***** Data provided *****

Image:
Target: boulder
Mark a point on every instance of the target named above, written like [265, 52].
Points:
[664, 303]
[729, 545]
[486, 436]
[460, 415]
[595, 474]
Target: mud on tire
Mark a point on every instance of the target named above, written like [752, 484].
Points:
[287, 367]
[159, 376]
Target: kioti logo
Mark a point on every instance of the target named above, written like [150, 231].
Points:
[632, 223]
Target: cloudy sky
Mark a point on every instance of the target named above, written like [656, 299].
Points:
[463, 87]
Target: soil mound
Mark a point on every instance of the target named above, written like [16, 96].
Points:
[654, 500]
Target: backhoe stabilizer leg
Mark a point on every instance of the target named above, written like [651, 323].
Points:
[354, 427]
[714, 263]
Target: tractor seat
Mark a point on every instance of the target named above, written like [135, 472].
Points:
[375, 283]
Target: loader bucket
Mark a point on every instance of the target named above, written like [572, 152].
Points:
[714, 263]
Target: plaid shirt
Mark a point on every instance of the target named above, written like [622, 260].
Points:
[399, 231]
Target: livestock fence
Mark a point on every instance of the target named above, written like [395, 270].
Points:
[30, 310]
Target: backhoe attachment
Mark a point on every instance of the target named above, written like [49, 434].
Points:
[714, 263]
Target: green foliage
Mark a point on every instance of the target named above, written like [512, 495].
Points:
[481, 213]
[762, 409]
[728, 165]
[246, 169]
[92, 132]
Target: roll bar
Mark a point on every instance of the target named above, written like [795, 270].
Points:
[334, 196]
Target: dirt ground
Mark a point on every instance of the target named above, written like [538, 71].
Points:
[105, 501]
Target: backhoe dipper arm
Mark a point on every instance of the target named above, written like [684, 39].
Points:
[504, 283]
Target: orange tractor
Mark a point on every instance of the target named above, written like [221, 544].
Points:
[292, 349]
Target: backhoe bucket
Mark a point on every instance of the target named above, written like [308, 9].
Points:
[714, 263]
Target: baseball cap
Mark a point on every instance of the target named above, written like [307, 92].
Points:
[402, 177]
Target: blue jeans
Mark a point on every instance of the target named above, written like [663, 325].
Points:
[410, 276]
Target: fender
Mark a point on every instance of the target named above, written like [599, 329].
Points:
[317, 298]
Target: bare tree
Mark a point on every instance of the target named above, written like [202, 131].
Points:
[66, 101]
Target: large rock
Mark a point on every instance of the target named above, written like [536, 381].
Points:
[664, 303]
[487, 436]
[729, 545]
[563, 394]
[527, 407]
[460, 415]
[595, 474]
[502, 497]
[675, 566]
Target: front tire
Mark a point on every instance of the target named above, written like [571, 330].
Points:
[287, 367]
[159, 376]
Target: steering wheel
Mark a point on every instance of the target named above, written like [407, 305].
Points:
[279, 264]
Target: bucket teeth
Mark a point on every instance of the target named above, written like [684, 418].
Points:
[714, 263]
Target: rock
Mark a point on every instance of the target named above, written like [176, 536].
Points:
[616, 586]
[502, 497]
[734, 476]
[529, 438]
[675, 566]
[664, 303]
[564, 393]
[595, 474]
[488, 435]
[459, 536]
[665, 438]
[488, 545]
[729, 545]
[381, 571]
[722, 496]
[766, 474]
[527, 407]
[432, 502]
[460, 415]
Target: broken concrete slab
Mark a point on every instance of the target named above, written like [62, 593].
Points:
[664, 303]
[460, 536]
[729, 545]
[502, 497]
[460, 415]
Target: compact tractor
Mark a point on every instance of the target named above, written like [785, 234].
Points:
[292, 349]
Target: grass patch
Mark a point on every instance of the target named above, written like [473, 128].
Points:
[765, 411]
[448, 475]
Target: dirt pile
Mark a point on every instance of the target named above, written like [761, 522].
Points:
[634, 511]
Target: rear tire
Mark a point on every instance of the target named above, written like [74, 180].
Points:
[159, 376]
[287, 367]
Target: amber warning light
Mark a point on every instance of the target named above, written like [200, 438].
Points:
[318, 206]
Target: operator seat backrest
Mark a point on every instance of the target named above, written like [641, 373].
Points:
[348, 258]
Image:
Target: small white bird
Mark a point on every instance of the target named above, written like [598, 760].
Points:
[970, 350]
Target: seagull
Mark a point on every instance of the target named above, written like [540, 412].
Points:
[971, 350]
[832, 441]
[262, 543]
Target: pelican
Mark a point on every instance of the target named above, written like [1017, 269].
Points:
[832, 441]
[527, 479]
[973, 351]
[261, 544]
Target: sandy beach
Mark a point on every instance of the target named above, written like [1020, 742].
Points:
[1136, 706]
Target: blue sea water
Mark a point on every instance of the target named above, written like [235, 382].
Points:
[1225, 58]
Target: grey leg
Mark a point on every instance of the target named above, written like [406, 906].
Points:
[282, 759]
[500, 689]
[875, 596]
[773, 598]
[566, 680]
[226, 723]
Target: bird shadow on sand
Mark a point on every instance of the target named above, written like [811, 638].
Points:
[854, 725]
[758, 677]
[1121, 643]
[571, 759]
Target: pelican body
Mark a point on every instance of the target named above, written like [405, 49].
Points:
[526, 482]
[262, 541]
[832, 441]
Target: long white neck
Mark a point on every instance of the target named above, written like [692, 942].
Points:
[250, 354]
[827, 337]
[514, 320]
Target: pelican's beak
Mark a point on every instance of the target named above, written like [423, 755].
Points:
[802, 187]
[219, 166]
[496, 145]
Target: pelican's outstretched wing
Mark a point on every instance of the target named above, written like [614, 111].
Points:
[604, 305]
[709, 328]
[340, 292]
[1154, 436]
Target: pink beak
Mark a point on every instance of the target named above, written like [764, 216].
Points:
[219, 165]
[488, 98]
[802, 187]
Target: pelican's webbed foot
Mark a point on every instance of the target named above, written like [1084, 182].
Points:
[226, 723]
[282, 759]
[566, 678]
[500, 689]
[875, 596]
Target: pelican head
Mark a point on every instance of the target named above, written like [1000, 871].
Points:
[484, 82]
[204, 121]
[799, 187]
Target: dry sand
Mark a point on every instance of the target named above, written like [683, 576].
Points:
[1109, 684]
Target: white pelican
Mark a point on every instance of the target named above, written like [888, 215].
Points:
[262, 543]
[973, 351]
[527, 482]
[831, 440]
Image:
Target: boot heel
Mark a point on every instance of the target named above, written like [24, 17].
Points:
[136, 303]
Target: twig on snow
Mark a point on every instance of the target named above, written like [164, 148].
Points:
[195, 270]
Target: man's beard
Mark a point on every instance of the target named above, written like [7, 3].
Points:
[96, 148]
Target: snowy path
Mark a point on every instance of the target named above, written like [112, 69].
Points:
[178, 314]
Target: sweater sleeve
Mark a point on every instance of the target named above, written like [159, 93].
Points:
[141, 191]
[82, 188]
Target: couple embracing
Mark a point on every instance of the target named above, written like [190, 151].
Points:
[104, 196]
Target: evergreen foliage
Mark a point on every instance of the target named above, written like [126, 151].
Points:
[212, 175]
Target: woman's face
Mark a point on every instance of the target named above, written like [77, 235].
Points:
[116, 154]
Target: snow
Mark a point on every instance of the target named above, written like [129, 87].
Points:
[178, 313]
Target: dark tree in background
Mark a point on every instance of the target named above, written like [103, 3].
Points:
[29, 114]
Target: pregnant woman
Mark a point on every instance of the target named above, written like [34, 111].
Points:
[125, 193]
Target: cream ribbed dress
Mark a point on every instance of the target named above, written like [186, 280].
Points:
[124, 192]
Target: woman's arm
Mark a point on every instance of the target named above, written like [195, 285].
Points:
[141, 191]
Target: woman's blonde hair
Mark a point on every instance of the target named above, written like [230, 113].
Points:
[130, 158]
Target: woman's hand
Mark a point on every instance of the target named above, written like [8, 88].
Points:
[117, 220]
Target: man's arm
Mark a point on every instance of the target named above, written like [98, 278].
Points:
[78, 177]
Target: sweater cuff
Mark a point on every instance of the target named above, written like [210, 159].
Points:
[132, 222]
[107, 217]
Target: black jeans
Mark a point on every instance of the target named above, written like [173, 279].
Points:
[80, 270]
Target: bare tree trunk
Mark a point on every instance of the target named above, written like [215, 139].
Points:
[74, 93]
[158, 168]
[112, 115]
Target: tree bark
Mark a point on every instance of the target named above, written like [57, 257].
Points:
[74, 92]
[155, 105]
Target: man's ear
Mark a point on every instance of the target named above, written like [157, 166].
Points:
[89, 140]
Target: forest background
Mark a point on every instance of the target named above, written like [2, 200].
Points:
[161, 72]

*****

_Exercise requirements_
Echo back the lines from the one containing "Target: man's ear" through the end of the records, word for word, with both ends included.

_Written answer_
Target: man's ear
Mark a point on every instance of the target named above, written like [157, 166].
Points:
[89, 140]
Target: forest background
Mark a point on every instance of the target named above, written like [2, 200].
Points:
[161, 72]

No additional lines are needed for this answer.